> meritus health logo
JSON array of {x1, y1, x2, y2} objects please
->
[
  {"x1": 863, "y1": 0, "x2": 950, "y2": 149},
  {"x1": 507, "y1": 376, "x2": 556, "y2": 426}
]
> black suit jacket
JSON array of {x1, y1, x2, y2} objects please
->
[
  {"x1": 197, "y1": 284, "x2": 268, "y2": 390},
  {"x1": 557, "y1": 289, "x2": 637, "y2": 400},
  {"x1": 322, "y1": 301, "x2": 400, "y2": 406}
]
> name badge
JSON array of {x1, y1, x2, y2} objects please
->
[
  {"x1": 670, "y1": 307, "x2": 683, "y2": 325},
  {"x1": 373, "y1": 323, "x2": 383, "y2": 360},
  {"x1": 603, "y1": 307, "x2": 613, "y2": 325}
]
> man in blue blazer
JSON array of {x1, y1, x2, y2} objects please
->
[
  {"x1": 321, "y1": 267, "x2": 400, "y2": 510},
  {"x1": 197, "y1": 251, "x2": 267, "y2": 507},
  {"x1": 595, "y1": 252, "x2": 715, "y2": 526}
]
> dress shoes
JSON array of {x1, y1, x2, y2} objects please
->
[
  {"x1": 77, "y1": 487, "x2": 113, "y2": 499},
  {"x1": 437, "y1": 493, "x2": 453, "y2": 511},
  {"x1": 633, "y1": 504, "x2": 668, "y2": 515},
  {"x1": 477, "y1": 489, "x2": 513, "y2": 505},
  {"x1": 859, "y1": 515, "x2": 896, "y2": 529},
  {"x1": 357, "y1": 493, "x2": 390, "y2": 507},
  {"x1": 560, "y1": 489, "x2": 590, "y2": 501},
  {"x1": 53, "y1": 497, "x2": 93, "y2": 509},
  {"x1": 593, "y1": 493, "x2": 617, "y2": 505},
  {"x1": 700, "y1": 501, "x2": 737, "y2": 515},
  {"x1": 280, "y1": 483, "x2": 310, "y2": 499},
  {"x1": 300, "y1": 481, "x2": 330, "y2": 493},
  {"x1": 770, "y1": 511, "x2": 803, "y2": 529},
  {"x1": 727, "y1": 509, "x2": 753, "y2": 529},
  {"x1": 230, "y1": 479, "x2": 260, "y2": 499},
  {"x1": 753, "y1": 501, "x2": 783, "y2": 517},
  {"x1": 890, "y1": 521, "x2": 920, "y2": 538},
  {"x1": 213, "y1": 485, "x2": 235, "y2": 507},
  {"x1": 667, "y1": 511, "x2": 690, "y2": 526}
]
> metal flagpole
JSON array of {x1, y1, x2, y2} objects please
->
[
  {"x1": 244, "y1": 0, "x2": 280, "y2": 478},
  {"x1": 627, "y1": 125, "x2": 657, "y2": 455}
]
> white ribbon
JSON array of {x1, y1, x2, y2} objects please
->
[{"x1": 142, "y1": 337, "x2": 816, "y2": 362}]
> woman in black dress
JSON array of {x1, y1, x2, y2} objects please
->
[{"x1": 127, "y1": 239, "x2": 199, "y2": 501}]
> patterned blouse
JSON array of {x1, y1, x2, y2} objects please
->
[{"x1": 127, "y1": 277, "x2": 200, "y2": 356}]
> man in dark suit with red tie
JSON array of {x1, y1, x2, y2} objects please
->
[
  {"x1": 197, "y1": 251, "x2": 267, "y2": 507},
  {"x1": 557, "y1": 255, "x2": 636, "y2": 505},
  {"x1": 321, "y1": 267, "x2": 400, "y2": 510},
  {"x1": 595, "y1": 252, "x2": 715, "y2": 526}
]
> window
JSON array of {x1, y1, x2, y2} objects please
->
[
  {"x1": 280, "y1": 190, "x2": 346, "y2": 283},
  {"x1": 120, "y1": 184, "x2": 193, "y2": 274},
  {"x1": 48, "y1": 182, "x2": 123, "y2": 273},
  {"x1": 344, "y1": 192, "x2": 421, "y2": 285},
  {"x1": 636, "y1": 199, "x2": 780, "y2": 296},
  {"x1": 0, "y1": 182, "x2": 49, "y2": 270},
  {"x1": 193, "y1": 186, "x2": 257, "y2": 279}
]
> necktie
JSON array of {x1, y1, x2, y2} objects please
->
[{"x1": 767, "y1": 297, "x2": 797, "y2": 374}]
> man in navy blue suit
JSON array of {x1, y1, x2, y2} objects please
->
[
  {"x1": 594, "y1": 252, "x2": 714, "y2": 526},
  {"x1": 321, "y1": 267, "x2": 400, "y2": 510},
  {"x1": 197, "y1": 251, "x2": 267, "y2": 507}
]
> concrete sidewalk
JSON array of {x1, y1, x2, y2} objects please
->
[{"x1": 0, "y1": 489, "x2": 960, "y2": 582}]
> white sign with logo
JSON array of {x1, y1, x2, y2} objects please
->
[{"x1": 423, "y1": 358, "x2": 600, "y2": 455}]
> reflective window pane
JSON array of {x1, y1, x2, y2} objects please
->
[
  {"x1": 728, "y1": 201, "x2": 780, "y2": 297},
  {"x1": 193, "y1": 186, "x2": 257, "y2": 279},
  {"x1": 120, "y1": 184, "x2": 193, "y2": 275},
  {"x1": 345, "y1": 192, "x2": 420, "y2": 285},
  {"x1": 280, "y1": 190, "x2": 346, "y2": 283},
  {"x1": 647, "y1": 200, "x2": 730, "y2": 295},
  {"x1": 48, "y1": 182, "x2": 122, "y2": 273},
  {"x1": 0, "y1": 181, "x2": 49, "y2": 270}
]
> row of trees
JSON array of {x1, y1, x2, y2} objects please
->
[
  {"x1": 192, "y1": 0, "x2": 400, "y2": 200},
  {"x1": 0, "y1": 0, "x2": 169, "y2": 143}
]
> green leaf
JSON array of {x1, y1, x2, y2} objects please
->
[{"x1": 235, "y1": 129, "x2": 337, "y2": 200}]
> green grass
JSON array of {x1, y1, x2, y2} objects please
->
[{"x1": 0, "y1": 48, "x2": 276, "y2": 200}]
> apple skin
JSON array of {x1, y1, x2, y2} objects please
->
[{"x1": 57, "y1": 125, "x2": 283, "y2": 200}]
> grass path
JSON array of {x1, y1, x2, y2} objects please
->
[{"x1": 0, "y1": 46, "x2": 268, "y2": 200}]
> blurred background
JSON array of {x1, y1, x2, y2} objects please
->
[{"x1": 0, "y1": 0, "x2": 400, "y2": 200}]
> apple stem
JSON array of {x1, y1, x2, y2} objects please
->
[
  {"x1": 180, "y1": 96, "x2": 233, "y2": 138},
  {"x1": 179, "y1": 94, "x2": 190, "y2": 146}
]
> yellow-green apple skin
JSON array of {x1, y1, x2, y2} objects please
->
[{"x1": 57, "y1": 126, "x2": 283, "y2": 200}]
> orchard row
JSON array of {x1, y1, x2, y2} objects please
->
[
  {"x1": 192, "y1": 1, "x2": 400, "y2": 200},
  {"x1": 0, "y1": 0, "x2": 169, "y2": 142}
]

---

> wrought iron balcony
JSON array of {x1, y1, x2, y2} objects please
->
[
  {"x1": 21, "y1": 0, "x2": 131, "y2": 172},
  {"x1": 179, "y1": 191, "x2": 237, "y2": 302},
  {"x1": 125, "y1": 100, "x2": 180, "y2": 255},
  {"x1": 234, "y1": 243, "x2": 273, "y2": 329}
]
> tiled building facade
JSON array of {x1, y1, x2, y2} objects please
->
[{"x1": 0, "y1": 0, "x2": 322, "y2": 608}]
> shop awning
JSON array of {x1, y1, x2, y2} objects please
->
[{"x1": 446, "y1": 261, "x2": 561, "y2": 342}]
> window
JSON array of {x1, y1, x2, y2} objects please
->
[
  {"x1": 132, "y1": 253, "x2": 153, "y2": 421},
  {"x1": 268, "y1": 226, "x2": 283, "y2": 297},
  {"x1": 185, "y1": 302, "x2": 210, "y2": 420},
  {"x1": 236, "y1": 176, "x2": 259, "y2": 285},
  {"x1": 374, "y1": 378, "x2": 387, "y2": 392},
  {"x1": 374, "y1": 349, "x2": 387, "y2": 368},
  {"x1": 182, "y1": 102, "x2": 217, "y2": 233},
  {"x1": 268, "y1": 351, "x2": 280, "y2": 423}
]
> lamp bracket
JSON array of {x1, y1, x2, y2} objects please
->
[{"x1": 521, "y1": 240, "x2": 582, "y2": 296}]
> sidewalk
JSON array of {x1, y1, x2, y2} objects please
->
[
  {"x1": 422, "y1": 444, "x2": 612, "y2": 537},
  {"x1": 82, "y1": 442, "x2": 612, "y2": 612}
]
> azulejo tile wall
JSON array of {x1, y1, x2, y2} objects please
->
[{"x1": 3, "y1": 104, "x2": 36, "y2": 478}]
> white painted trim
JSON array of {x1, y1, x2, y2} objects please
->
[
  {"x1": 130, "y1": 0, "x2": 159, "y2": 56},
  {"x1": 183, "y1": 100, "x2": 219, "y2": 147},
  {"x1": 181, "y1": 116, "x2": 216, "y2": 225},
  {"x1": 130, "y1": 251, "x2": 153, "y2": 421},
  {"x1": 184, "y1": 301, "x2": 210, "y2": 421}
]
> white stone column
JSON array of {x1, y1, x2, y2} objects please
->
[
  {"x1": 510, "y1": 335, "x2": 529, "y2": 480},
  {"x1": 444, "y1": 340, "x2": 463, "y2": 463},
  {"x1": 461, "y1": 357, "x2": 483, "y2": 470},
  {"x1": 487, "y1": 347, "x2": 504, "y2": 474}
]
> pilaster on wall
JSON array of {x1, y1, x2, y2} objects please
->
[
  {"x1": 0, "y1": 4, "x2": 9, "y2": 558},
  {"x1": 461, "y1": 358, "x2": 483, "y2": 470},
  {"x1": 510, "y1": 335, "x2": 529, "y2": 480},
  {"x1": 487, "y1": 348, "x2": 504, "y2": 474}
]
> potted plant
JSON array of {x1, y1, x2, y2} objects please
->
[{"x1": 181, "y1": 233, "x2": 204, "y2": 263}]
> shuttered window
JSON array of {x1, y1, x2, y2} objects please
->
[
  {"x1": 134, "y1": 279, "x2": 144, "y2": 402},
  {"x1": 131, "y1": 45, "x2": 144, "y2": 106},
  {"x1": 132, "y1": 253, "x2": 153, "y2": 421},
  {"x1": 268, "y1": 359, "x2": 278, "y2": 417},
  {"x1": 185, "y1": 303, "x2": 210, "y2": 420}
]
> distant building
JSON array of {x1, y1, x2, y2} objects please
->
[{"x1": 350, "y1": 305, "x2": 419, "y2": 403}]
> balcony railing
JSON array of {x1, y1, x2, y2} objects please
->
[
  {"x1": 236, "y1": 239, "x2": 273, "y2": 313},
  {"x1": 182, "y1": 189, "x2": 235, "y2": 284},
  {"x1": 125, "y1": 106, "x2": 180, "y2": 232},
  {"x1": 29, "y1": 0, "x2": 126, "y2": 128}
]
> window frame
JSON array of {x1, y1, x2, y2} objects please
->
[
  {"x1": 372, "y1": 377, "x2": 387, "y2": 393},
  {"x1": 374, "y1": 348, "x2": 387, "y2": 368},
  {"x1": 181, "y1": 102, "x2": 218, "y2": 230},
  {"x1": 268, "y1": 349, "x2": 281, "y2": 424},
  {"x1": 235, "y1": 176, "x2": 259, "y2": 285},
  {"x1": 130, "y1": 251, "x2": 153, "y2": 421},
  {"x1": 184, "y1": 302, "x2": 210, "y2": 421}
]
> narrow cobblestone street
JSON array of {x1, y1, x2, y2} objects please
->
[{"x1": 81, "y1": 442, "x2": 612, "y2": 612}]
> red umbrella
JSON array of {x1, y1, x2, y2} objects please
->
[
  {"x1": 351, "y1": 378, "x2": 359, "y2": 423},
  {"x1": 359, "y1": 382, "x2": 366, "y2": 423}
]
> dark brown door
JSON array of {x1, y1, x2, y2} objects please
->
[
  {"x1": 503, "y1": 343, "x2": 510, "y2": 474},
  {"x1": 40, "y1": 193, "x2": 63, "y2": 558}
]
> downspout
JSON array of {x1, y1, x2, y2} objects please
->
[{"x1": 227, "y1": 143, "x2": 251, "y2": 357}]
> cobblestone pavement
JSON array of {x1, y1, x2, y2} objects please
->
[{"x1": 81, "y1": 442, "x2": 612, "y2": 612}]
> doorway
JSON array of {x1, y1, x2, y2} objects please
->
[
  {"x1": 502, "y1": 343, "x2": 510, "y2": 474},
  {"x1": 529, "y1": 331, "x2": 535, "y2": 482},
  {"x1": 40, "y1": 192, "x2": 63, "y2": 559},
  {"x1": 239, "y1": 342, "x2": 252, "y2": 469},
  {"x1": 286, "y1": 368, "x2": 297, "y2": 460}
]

---

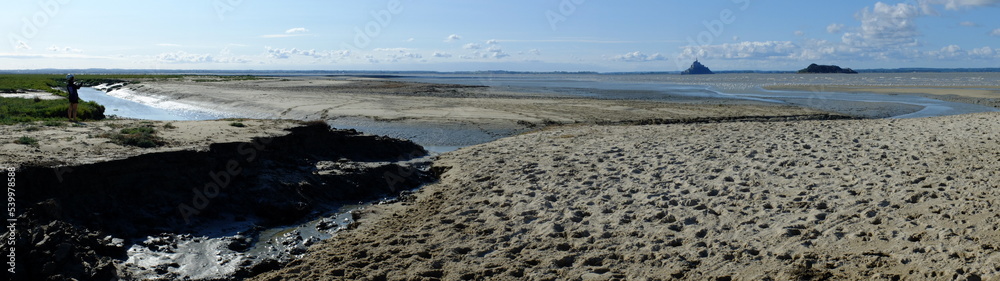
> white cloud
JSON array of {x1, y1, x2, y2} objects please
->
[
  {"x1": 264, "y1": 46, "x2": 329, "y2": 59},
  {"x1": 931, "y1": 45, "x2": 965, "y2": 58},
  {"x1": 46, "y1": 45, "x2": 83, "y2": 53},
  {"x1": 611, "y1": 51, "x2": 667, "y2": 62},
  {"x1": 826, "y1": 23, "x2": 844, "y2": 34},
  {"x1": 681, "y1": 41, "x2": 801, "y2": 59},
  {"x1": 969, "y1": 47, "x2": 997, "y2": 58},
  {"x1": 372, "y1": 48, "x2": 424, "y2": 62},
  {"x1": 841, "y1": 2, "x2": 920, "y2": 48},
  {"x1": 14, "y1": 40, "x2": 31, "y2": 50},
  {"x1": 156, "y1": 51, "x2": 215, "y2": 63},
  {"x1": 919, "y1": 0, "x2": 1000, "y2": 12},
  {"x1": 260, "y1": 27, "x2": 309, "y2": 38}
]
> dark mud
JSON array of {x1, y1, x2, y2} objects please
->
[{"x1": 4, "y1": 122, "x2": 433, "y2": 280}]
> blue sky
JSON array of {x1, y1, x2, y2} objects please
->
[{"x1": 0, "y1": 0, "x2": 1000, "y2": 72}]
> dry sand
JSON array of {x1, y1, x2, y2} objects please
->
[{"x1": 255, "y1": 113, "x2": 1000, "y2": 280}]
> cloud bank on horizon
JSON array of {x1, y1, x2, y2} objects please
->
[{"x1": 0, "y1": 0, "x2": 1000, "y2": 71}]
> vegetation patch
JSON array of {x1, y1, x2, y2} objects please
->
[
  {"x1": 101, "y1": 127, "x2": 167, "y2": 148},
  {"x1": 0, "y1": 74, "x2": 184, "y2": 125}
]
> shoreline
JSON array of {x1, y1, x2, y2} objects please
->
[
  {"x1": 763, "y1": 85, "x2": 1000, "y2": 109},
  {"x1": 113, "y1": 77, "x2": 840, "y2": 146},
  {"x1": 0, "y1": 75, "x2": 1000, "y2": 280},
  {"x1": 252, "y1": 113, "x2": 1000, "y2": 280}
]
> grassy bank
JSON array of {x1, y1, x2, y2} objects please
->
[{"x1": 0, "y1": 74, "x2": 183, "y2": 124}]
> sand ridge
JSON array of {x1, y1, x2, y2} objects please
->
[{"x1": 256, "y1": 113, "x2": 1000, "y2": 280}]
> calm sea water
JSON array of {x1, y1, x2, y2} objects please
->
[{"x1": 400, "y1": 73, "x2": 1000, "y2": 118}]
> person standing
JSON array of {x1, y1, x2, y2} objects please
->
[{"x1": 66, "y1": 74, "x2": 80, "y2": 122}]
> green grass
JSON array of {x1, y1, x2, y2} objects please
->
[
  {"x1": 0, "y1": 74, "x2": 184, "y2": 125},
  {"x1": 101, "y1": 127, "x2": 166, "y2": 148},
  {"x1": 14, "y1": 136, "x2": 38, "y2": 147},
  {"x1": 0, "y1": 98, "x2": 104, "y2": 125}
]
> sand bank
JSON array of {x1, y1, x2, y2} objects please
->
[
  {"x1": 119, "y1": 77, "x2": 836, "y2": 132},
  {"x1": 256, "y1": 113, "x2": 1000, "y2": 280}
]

Problem statement: Find each line in the items above that contains the word "apple" and copy it out, treating uppercase and lowercase letters as distinct.

Finished answer:
> apple skin
> apple stem
> yellow-green apple skin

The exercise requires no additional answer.